= Requirement 1 =
In the passage about workers and machines, list every action the text says "you" perform toward the workers.
= Requirement 2 =
Please carry on the passage about workers and machines from its last sentence, ignoring the records.

= Provided passage =

§

You assign them to pull the levers, and they pull the levers. If the machine they're running is manifestly inefficient, they don't notice, or they pretend not to notice.
(Or – if they're good – they adapt themselves, adopting a complex series of difficult physical and mental moves to compensate for the machine's brokenness. Sometimes those physical moves are such that, after four years on the job, they'll be in the hospital. But they do them anyway, because, hey, making the inefficient machine work is their job.)
If the machine next to theirs is broken in a way such that it messes up half of the work coming out of their machine, they just keep going -- hey, it's their job to run this machine, not that machine. If the machine they're running breaks down, they call for help and then sit there unmoving until help arrives. ("I didn't want to break anything.")
You tell them to RTFM, and they do, all of it, and then they come back to you: "I read the whole manual; now what do you want me to do?"
They may have even memorized the manual. It's not that these people aren't smart and eager to please. Indeed – and this is the thing I have trouble getting my head around – sometimes, within their area of expertise, they may know how to tinker like mad, they know the freaking serial numbers of every part of their machine and which ones can substitute for each other in an emergency. And yet, beyond their area, there's this strange paralysis. You hand them the duct tape and gesture encouragingly at a neighboring machine and... nothing happens.

§

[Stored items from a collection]

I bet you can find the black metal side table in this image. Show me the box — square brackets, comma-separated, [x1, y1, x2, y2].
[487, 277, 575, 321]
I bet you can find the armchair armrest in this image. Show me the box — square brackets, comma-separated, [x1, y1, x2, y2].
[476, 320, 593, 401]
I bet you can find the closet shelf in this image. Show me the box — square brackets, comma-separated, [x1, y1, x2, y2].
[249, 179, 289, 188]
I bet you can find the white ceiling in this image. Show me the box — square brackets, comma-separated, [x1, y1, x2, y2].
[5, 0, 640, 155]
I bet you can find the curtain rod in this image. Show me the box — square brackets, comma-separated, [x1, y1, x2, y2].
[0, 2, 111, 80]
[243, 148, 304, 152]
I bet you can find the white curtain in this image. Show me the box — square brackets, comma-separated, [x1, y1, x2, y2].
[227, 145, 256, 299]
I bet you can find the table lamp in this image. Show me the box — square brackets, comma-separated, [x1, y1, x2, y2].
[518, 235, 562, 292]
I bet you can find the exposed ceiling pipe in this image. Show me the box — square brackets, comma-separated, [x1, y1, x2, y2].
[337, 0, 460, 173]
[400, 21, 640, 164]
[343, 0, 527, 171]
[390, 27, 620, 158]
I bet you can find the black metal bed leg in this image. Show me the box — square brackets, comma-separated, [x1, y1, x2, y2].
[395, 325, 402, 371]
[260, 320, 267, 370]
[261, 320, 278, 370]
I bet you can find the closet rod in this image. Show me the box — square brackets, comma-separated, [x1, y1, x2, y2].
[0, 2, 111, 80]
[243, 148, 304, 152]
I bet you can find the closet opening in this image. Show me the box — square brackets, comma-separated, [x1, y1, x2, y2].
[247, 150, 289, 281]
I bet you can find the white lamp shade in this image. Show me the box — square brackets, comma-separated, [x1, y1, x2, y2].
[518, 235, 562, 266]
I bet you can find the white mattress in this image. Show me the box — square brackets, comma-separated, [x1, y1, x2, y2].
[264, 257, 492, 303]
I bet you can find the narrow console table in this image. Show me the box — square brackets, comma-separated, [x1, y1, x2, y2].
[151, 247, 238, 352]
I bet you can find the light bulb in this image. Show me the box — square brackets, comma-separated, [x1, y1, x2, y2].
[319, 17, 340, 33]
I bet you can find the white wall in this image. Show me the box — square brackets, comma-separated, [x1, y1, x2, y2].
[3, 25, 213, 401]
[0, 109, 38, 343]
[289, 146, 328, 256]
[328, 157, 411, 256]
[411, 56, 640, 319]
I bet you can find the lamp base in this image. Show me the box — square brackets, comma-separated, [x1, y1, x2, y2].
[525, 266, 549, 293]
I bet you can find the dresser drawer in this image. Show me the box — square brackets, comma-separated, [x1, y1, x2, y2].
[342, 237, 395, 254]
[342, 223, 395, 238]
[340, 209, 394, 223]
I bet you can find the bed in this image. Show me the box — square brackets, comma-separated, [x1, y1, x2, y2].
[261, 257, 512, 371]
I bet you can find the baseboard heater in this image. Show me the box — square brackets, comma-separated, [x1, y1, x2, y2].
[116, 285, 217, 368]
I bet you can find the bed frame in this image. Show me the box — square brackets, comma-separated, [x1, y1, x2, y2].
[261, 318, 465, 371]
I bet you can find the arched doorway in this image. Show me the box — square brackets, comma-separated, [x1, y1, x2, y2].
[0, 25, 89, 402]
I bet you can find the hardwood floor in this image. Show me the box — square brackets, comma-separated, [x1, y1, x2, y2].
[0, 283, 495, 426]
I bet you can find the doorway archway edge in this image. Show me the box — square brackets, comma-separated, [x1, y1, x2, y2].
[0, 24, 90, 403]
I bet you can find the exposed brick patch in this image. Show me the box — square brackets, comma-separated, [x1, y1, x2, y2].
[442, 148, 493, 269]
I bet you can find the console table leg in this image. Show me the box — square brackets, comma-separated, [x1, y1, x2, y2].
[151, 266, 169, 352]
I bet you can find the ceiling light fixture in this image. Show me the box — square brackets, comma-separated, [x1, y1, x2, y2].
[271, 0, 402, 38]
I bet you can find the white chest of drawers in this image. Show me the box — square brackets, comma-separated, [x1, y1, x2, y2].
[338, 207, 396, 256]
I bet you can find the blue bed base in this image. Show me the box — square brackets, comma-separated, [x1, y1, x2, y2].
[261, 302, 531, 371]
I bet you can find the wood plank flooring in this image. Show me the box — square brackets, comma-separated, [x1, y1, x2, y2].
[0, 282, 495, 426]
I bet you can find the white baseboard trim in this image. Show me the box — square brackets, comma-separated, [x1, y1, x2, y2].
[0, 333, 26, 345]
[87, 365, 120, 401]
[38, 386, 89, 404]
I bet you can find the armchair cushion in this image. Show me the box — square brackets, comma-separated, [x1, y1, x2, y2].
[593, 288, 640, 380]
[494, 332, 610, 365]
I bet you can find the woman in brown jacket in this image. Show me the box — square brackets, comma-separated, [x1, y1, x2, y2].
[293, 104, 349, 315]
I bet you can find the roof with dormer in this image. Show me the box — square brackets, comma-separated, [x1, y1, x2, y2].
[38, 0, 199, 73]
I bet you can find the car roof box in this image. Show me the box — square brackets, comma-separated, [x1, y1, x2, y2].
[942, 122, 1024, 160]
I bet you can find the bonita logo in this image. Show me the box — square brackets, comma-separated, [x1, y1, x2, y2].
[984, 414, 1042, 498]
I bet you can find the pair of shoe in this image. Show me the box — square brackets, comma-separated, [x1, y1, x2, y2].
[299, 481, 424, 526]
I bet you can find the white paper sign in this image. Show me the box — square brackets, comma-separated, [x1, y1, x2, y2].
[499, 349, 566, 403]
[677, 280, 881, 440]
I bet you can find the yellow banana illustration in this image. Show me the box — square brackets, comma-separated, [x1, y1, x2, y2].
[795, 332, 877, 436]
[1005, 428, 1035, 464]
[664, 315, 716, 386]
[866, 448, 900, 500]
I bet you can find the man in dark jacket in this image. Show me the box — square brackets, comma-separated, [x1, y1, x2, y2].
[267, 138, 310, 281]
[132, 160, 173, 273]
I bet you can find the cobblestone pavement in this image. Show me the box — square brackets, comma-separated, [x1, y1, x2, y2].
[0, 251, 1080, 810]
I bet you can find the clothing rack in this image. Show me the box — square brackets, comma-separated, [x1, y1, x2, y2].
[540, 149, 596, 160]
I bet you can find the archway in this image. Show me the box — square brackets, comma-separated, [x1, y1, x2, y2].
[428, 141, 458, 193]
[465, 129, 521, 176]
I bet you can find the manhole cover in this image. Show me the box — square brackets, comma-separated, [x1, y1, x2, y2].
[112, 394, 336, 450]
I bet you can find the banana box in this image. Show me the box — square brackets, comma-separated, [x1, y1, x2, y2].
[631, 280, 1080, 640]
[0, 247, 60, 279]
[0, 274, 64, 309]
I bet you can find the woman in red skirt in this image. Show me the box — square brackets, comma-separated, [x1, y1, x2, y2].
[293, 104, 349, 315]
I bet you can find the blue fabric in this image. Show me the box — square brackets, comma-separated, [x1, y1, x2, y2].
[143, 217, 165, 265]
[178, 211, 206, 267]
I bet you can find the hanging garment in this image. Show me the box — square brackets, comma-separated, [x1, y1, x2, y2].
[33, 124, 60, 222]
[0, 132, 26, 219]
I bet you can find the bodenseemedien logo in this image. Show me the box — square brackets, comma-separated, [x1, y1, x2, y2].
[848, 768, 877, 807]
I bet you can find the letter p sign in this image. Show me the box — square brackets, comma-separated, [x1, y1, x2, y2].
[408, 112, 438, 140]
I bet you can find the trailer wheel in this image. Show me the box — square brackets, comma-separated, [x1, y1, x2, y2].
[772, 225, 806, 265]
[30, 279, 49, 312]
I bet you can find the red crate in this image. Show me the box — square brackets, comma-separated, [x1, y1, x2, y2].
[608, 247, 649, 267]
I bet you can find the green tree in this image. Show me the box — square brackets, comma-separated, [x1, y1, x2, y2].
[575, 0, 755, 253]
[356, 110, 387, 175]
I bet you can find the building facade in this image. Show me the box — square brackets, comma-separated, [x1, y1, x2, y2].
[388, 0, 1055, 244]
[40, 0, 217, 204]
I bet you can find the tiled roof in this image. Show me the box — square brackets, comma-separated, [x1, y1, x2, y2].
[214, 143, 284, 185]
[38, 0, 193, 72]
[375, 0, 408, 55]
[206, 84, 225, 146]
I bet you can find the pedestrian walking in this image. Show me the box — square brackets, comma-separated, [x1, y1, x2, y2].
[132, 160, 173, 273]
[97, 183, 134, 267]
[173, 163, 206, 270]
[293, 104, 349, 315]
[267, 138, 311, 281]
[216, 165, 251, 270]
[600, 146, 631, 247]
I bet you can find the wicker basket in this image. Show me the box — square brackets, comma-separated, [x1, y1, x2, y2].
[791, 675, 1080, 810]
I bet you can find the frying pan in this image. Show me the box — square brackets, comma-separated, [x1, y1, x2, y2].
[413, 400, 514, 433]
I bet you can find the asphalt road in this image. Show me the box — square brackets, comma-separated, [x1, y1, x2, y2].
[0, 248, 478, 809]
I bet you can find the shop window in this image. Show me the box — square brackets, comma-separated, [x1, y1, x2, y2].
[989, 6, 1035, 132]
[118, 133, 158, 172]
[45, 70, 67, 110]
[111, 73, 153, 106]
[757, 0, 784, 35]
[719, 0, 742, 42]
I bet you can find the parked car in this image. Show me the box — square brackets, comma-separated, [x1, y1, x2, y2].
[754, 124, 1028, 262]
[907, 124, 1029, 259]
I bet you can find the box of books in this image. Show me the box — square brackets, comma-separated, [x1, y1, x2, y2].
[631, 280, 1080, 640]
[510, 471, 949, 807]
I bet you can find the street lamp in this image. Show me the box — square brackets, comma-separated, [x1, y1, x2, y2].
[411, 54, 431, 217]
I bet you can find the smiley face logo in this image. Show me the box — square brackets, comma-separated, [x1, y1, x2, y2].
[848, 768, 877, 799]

§

= Exercise response 1 =
- Assign them to pull the levers
- Tell them to RTFM
- Hand them the duct tape
- Gesture encouragingly at a neighboring machine

= Exercise response 2 =
If you give such a person a room full of miscellaneous broken things and ask them to fix everything they will proceed at a rate of (1 + epsilon) hour of progress per hour you spend telling them what to do. On the flip side, if you give them a room full of ten thousand widgets to finagle and they have a certification in Widget Finagling, those widgets will get finagled. They might even work overtime to please you. And when the widgets are done they'll go home, even if the rest of the factory is on fire, because there's nothing left for them to do.
When hiring someone to solve our problems we desperately need to know whether or not we're getting a hacker, or a technician. Both have their roles, but they can't substitute for each other.